### Задание:
Объясните, пожалуйста, опираясь на приведенный ниже фрагмент о Марии и Марфе, почему автор видит в евангельской сцене «сверхлогичность».

### Исходный текст:
+++++

Это так очевидно! В данной евангельской сцене мы наблюдаем удивительное явление, если можно так выразиться, сверхлогичности: в нем нарушен, превзойден логический закон тожества, самый основной и первый, без которого, как говорят ученые, не обходится ни одно человеческое суждение. По закону этому ‘все равно самому себе’ и о всем можно сказать да или нет, но не сразу ‘да’ и ‘нет’. Между тем ‘путь Марии’ только и получает свое ‘да’, когда переплетается с ‘путями Марфы’, т.е. при условии, если нечто другое его отрицает, как, разумеется, и ‘путь Марфы’ выносим, целебен, спасителен лишь при условии, когда хорошо оберегается ‘путь Марии’, т.е. совершенно другой, его отвергающий путь! — ‘Хорош ли путь Марии?’ На это только и можно ответить: ‘Да, если ему не следует Марфа!’ — ‘Хорош ли путь Марфы?’ — ‘Да, если по нему не идет Мария’. Здесь да и нет слиты в одно, и Христос победил Аристотеля.

+++++

### Исходные данные:
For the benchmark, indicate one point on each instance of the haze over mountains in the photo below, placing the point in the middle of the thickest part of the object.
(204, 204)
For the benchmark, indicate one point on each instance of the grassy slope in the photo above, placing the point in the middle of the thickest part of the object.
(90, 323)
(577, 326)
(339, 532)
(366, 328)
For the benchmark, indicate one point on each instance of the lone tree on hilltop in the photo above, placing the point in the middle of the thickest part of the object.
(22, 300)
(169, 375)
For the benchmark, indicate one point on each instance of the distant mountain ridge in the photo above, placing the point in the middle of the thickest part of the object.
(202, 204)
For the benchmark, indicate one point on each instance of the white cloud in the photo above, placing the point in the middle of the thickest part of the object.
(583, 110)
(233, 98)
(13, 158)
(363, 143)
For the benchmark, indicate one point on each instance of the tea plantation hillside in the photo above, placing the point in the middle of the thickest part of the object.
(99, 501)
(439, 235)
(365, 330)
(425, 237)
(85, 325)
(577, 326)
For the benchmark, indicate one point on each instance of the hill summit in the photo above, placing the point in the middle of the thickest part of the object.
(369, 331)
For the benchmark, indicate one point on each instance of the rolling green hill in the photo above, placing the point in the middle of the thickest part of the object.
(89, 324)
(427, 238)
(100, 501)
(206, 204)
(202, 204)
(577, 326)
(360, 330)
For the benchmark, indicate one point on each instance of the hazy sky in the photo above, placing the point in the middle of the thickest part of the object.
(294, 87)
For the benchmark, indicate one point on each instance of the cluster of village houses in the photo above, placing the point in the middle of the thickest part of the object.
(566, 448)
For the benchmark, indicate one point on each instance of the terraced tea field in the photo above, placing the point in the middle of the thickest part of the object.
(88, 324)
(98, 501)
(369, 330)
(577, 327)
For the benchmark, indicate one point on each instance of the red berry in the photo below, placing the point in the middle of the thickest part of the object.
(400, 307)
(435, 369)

+++++

### Ответ:
В этой сцене нарушен и превзойден логический закон тожества. По нему о всем можно сказать «да» или «нет», но не сразу «да» и «нет». «Путь Марии» получает свое «да», только переплетаясь с «путями Марфы», которые его отрицают. Так же и «путь Марфы» спасителен лишь при условии, что оберегается отвергающий его «путь Марии». Поэтому «да» и «нет» здесь слиты в одно.